现有数据 |
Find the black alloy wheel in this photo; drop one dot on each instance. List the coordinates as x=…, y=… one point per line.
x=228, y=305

---

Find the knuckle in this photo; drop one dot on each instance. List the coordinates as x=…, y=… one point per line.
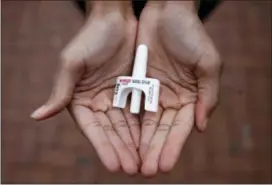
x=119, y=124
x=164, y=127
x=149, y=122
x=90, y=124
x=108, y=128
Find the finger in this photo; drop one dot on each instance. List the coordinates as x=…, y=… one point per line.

---

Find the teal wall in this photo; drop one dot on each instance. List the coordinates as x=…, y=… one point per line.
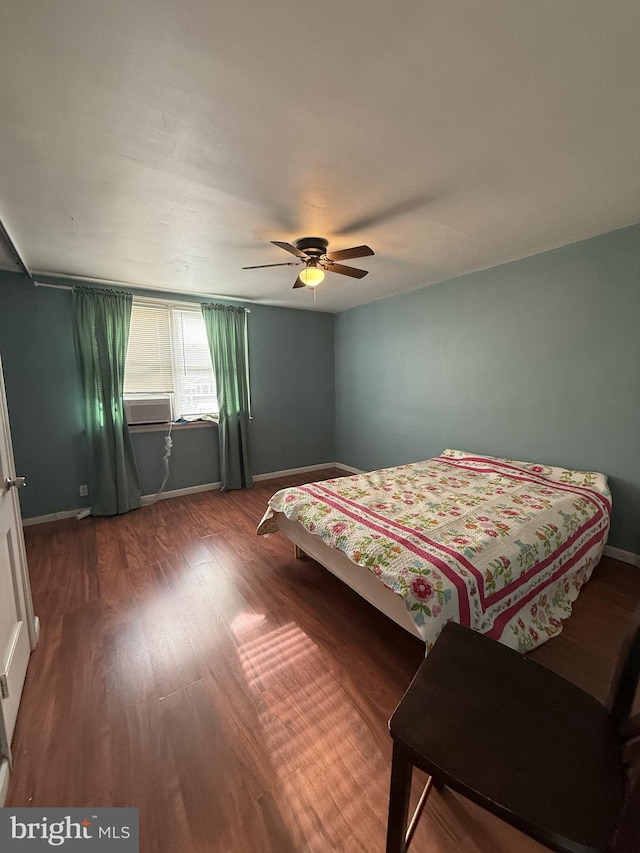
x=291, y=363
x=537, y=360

题目 |
把从含有“Find the black”的那一行到含有“x=228, y=305”的那一行（两头都算）按比例缩放后重写一遍：每一行都照抄，只把答案里的坐标数值乘以0.75，四舍五入成整数，正好一半的往上进。只写这几行。

答案 |
Find the black alloy wheel in this photo; drop one dot on each instance. List the coordinates as x=…, y=… one point per line.
x=171, y=229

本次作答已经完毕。